Excerpt to read:
----

TPC crunches the numbers on Jeb Bush’s tax plan: A pricey gift for the wealthy. TPC’s analysis finds the former Florida governor would cut taxes at all income levels. But as TPC’s Howard Gleckman explains, “The plan would boost deficits by $6.8 trillion between 2016 and 2026 and overwhelmingly benefit the highest income taxpayers.”
TPC analyses of presidential candidates’ tax plans: Worth the wait. TPC’s Pozen Director Len Burman explains the why, how, and when of analyzing proposals. It’s not easy, especially given the limited detail from many candidates and the necessary levels of internal and external review. “Like making good wine, the process takes time—sometimes even more than we would like,” Burman concludes. But with eleven months till Election Day, “it is most important that we get our analysis right.”
Candidate Ben Carson would repeal it, but how might we reform the mortgage interest deduction? Right now, a taxpayer can deduct interest on up to $1 million in debt for home purchases and up to $100,000 on home equity loans. TPC researchers Chenxi Lu, Joseph Rosenberg, and Eric Toder consider three ways to restructure the deduction: Replace it with a 15 percent nonrefundable credit, lower the ceiling on eligible debt to $500,000, or combine a credit with a lower ceiling.

----

Dataset records:
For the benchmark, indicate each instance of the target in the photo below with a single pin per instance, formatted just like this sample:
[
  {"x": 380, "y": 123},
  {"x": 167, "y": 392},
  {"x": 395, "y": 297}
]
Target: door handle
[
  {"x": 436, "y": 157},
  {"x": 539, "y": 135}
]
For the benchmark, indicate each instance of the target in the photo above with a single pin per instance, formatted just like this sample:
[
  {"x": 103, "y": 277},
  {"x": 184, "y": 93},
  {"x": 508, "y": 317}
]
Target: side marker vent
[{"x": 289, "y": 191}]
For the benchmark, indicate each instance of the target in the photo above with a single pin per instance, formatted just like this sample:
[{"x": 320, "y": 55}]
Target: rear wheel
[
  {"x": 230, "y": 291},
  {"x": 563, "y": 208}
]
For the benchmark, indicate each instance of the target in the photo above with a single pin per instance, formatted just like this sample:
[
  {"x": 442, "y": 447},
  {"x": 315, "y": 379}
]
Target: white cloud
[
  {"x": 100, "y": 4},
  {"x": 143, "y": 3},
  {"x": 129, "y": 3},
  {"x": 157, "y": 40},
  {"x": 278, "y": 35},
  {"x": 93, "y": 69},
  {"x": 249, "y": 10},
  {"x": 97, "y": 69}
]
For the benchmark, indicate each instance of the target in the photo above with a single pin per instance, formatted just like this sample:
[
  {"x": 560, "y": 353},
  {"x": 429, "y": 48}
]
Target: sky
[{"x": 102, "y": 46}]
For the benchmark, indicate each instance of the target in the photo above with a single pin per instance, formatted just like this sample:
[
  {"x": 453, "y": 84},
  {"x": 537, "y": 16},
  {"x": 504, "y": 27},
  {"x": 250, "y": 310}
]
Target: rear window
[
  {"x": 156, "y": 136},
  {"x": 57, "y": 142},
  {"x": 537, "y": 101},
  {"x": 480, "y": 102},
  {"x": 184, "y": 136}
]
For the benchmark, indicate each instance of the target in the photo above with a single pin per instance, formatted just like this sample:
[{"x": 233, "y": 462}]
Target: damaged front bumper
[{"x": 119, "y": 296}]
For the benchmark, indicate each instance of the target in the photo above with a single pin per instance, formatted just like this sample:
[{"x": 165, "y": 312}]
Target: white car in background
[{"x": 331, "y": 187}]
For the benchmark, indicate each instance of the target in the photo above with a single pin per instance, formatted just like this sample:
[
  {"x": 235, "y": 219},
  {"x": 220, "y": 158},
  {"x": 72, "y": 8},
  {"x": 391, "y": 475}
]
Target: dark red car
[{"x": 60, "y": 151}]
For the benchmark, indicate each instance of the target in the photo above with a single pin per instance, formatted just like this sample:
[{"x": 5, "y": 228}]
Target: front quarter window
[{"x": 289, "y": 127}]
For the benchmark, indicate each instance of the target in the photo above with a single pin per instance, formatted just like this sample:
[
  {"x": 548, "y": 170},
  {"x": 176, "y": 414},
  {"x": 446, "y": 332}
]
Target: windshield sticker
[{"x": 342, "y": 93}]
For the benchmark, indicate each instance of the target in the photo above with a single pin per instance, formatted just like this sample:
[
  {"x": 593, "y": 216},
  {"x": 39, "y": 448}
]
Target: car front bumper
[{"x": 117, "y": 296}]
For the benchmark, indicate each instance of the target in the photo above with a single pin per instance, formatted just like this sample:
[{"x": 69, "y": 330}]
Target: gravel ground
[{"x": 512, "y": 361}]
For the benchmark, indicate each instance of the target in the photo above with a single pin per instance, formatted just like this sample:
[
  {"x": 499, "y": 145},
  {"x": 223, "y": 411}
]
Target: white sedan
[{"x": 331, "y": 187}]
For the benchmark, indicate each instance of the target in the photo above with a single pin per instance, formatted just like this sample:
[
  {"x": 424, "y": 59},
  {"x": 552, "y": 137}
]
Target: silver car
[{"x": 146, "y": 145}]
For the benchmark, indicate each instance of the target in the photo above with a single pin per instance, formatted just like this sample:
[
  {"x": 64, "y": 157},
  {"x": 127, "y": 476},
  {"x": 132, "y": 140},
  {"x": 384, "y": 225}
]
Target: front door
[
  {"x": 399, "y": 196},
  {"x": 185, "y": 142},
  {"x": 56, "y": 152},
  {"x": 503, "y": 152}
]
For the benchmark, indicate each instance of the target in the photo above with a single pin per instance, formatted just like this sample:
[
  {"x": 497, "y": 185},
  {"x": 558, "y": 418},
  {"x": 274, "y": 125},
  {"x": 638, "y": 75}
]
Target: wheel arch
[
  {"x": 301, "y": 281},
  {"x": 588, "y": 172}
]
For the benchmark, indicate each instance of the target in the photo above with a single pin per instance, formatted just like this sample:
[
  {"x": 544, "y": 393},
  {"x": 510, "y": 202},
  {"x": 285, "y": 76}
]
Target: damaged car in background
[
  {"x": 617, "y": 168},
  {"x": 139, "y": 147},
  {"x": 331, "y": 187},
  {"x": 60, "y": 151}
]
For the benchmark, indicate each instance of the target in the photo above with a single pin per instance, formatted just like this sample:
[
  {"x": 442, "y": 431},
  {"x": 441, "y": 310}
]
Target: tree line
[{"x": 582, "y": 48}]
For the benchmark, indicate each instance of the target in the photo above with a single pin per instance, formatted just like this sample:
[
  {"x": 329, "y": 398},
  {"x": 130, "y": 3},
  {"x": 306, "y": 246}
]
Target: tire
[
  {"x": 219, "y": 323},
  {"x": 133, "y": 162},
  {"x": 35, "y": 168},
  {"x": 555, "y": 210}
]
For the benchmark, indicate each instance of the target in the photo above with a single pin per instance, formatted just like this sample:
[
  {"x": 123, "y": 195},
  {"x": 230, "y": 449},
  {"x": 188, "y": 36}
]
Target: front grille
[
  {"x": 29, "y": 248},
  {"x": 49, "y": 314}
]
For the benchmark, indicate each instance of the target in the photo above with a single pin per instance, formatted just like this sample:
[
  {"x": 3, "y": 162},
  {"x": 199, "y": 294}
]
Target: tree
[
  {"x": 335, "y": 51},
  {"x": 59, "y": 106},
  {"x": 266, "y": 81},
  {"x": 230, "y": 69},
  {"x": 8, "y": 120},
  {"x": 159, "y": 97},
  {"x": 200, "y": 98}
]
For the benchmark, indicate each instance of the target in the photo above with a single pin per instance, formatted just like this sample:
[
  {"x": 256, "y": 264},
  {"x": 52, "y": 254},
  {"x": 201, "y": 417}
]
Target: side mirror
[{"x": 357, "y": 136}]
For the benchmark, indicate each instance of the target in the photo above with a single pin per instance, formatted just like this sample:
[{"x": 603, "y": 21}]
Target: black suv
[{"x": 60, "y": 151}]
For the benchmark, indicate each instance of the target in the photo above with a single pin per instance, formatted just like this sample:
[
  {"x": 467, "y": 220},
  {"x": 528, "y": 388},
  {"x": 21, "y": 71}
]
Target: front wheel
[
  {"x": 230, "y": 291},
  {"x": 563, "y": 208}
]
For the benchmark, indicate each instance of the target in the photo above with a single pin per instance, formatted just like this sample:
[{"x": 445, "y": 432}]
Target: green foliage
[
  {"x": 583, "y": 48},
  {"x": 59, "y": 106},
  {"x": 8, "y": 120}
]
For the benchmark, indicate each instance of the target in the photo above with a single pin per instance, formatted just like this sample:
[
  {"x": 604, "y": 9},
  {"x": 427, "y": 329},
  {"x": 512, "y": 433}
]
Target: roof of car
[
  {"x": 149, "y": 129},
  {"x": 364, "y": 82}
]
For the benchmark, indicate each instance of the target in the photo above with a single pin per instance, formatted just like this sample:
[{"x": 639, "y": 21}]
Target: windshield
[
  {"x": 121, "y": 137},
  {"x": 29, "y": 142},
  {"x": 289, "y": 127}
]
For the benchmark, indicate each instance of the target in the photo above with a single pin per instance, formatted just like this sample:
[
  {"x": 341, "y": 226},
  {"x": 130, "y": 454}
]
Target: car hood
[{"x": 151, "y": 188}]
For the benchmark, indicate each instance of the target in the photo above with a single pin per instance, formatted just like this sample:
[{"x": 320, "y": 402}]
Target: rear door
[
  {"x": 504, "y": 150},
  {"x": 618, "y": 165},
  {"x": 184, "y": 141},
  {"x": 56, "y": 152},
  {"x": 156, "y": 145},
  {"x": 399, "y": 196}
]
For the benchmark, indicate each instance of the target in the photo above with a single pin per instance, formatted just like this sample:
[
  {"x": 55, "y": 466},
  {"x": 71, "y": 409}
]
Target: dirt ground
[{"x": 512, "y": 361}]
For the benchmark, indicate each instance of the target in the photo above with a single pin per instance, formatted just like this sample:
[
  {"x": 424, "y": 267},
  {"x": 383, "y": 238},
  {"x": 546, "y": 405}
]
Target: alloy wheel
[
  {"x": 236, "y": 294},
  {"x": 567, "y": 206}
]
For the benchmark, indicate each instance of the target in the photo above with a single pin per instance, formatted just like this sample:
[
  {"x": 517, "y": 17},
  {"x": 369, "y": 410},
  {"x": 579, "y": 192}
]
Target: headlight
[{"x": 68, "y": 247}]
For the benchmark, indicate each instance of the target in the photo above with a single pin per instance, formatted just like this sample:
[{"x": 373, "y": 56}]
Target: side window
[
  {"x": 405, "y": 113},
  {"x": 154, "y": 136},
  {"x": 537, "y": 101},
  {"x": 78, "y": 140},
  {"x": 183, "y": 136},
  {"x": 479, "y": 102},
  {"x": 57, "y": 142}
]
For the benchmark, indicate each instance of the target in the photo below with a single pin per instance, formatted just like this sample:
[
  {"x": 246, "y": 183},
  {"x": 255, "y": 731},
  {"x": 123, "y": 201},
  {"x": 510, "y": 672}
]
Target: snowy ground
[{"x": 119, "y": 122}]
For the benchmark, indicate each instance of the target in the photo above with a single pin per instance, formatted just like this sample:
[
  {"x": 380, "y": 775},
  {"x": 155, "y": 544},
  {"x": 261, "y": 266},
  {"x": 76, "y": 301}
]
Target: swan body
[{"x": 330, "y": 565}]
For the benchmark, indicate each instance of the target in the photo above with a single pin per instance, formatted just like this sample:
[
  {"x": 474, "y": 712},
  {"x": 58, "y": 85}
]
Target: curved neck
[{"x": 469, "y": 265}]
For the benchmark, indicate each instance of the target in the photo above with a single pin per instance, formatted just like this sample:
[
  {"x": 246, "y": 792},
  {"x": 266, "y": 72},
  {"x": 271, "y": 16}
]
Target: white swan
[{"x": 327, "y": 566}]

----

Explore the material:
[1] In the tax policy text, how much would Jeb Bush's plan add to deficits between 2016 and 2026?
[2] Name every TPC staff member that the tax policy text mentions.
[3] Continue the tax policy text from its last sentence.
The entries have nothing to do with the tax policy text.

Numbered responses:
[1] It would boost deficits by $6.8 trillion.

[2] Howard Gleckman, Len Burman, Chenxi Lu, Joseph Rosenberg, and Eric Toder

[3]
It’s not the size of the law that matters, but its explanations, regulations, and legal decisions. Marketplace asked TPC’s Gene Steuerle to explain that the “tax code” isn’t simply the set of laws passed by Congress: “Sometimes the law is a very simple statement… It might be two sentences defining some very complex area of the law… You’re going to have a huge number of words trying to define exactly what that means.”
On the Hill, tax extender talks stretch to the limit. Republicans won't support an indexed Child Tax Credit (CTC) in the tax extender package. Democrats demand it, but Senate Finance Committee Chairman Orrin Hatch said, “That's a nonstarter. We cannot do that. In a bill this large, you just can't do it.” Meanwhile, House Ways & Means Chairman Kevin Brady has a back-up plan: Renew the expired tax breaks for two years. Hatch called it “the first move.” Deal or no deal before Congress quits for the year? Depends on who you ask.
As for a government shutdown… House leaders on both sides of the aisle don’t see a compromise over spending any time soon. That means another short-term funding measure looks more likely to avoid a shutdown on Friday.